--- Start of THE DATA ---

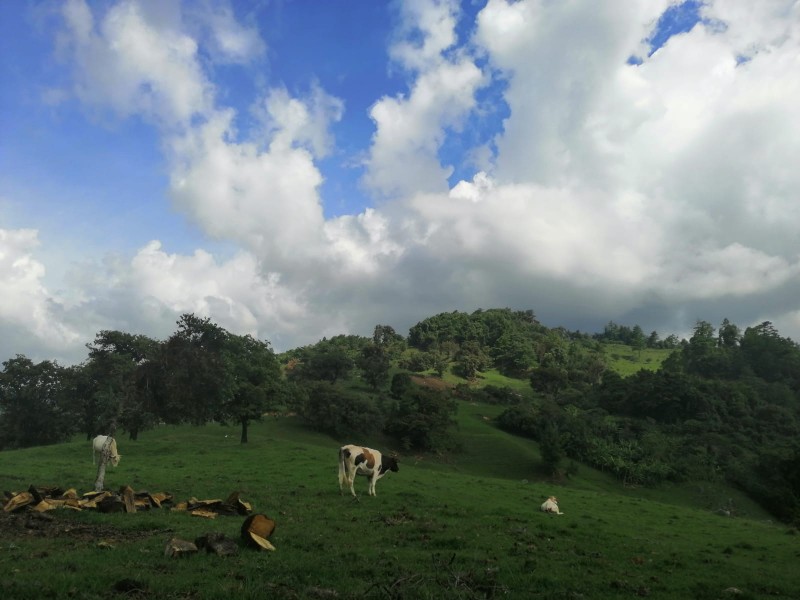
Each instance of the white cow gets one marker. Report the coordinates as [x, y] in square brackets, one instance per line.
[358, 460]
[98, 445]
[551, 505]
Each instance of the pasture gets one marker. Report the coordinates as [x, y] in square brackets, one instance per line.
[466, 525]
[626, 360]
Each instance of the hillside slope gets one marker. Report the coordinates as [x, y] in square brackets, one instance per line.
[460, 526]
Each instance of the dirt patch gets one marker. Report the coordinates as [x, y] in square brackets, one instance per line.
[31, 524]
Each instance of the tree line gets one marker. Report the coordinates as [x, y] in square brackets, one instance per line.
[724, 405]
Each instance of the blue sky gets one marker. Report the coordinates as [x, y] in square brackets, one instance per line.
[297, 169]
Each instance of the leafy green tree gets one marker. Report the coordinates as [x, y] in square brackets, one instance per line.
[256, 375]
[197, 373]
[374, 363]
[550, 447]
[122, 382]
[423, 419]
[401, 383]
[327, 364]
[514, 353]
[31, 407]
[549, 380]
[470, 359]
[389, 340]
[340, 412]
[770, 356]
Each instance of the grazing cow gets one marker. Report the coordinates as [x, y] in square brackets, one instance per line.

--- End of THE DATA ---

- **GIVEN REQUEST**
Transcribe all the records above word for word, without their images.

- **SOLUTION BELOW**
Each instance of the white cow gets one marker. Report the coordinates as [x, y] in square brackets, one instance per line.
[358, 460]
[98, 445]
[551, 505]
Each instance of the pasture gets one marker. Report the coordinates as [x, y] in square brackets, one instance per line.
[466, 525]
[626, 360]
Each instance of the hillside slope gets one marker. Report the coordinates as [x, y] in square brackets, one instance per line.
[460, 526]
Each instance of the dirt patch gets one marker. Report the coordinates as [x, y] in square brackets, one instance per line.
[31, 524]
Each instance of the tree line gets one marker. Report the coordinates as [x, y] in square brackets, one instance per line.
[724, 405]
Each instance of the blue sky gets one marker. Report the coordinates as [x, y] in square brackets, one instance per line.
[297, 169]
Each instance of the leafy green tree gets one marker. Report the coordinates as [x, y] in square brackets, one instance per line.
[256, 375]
[197, 373]
[374, 363]
[550, 447]
[122, 382]
[423, 419]
[401, 383]
[327, 364]
[514, 353]
[31, 407]
[549, 380]
[470, 359]
[389, 340]
[340, 412]
[770, 356]
Each instance of the grazing cow gets one marker. Report the coordinates as [x, y] in square brackets, one instance per line.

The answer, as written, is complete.